(Coordinate annotation records)
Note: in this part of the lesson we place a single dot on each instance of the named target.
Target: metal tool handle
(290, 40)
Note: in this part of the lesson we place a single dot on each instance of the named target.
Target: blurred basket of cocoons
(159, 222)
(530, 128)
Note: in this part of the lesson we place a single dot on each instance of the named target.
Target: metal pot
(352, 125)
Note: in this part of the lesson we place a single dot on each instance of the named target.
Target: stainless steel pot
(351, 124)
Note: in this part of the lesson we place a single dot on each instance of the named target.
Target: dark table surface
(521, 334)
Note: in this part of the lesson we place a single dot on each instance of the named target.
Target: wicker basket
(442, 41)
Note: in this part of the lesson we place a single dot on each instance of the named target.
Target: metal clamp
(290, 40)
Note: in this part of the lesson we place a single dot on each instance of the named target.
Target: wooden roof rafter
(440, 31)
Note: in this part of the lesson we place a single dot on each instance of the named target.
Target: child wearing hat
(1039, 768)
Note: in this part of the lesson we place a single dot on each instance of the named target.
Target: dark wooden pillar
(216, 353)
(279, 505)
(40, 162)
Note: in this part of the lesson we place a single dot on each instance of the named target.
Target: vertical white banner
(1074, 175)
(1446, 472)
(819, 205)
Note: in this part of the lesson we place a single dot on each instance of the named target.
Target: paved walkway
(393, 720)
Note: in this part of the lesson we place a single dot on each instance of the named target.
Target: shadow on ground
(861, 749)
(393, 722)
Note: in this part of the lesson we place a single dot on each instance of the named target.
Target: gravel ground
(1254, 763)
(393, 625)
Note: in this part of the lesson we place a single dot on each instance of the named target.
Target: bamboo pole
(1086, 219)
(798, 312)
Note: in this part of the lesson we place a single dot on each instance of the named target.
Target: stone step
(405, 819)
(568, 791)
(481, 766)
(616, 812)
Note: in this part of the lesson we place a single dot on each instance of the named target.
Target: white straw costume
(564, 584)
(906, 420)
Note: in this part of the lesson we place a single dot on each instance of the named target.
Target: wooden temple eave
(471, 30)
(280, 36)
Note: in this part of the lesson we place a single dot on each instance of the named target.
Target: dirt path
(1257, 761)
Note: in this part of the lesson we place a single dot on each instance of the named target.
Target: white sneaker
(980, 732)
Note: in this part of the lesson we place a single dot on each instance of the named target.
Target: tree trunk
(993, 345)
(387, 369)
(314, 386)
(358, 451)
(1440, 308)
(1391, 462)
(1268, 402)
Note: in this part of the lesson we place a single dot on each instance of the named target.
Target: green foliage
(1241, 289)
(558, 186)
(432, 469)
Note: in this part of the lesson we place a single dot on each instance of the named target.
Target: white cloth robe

▸ TASK BRIEF
Reproduce the full listing exactly.

▸ RESPONSE TO THE EXERCISE
Note: in this part of the lesson we place a single dot on each instance of the named target.
Target: metal tool handle
(290, 40)
Note: in this part of the lesson we place a single dot on each instance of the named target.
Target: blurred basket of cocoons
(159, 222)
(530, 128)
Note: in this part of the lesson we place a single dot on each instance of the named target.
Target: metal pot
(352, 125)
Note: in this part of the lesson we place a single dot on each instance of the named target.
Target: stainless steel pot
(351, 124)
Note: in this part of the lesson we place a single dot on each instance of the named target.
Target: dark table surface
(521, 334)
Note: in this part of the lesson we place a single dot on each instance of the named target.
Target: wicker basket
(442, 41)
Note: in this part of the lesson we place a single dot on each instance of the named target.
Target: metal clamp
(290, 40)
Note: in this part of the lesson we place a single dot on each instance of the named target.
Target: wooden roof rafter
(440, 31)
Note: in this part of the lesson we place a single dot on each instance of the named target.
Target: child wearing hat
(1039, 768)
Note: in this part of the lesson we place a single dot on each instance of the named target.
Target: dark wooden pillar
(216, 353)
(279, 505)
(40, 162)
Note: in this part of the lesson we place a single dot on each instance of the named target.
Target: vertical white banner
(1074, 175)
(1446, 472)
(819, 205)
Note: in this part of the lesson we place a single dot on each instance of the named target.
Target: paved walkway
(393, 720)
Note: in this part of the lesson we place a single dot on each instance of the named target.
Target: shadow on ground
(861, 749)
(393, 722)
Note: in this part of the lesson we place a single dot on each instance of the named target.
Target: gravel ground
(1254, 763)
(393, 625)
Note: in this part of the lesson we place a single dot on each instance of the named target.
Target: bamboo pole
(1086, 219)
(798, 312)
Note: in this part of the lesson we place a single dot on each instance of the named target.
Target: stone step
(405, 819)
(568, 791)
(481, 766)
(616, 812)
Note: in this part of the lesson we place a single dot on each instance of the named target.
Target: white straw costume
(564, 584)
(906, 420)
Note: in this part of the lesson we place a single dot on each instance of the named target.
Target: wooden temple eave
(471, 30)
(280, 36)
Note: in this part of the lesson we place a single dot on each instance of the named target.
Target: dirt path
(1257, 761)
Note: in this part of the lesson we place a single dot on each instance of the named target.
Target: white sneaker
(980, 732)
Note: in this part of the lesson we place a single dot on each instance of the named target.
Target: tree trunk
(993, 345)
(387, 369)
(314, 386)
(358, 451)
(1440, 308)
(1391, 462)
(1268, 402)
Note: in this part of the lesson we place a single dot on each instance of the named target.
Target: green foliage
(1241, 289)
(558, 186)
(432, 469)
Note: in this part of the lesson we place a single dot on each instance of the named target.
Target: white cloth robe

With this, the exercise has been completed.